**Task requirements:**
Rescale the data below by multiplying every coordinate in the answers by 0.35 and rounding to the nearest whole number, with halves rounded up. Reproduce all the lines, including the requests and their format samples, leaving those unchanged.

(Annotated coordinate records)
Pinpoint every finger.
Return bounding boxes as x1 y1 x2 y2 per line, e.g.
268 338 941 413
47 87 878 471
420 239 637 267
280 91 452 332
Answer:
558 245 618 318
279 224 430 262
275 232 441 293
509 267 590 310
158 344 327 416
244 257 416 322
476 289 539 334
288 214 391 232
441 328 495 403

**Task response:**
Pinpoint every finger.
Return bounding boxes as x1 y1 x2 y2 per line, e.g.
268 338 941 413
47 87 878 471
420 239 637 267
280 91 452 332
Answer:
195 86 216 111
98 78 151 92
96 81 154 103
178 93 207 109
55 120 114 146
85 90 146 113
167 101 189 117
101 75 137 81
154 115 173 141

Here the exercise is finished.